Objective:
Can you pull out every line in the items below that contains the word "white"? Case counts.

---+---

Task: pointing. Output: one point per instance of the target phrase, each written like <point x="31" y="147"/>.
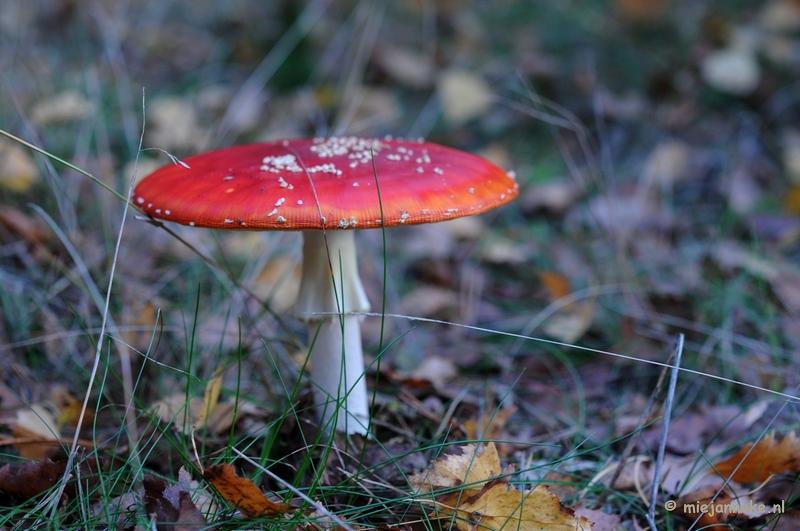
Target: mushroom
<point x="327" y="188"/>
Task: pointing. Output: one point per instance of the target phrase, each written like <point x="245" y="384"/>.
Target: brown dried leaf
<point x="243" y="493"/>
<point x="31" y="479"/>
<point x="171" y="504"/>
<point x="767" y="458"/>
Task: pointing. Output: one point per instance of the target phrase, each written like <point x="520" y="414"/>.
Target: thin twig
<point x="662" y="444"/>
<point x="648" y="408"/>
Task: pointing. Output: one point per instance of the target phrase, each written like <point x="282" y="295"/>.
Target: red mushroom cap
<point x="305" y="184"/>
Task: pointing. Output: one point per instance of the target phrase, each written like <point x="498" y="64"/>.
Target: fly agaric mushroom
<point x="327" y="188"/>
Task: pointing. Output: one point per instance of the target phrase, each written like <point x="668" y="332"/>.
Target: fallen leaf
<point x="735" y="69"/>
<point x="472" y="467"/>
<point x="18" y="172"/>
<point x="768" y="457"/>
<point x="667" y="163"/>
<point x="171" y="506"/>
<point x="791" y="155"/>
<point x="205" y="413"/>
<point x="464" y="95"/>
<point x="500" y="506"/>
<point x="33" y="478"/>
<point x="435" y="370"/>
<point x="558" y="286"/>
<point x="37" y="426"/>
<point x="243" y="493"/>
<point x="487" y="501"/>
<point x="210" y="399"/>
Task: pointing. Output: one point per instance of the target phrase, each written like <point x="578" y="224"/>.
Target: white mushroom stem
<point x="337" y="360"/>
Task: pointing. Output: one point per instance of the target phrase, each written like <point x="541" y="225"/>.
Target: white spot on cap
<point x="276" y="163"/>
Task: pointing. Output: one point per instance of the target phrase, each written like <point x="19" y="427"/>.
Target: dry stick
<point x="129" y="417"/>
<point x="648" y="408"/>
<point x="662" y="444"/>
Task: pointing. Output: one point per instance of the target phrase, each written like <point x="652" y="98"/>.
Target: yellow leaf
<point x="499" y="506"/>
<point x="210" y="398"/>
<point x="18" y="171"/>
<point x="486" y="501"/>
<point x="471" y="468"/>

---+---

Reply to the task:
Target: white mushroom stem
Target: white spot on cap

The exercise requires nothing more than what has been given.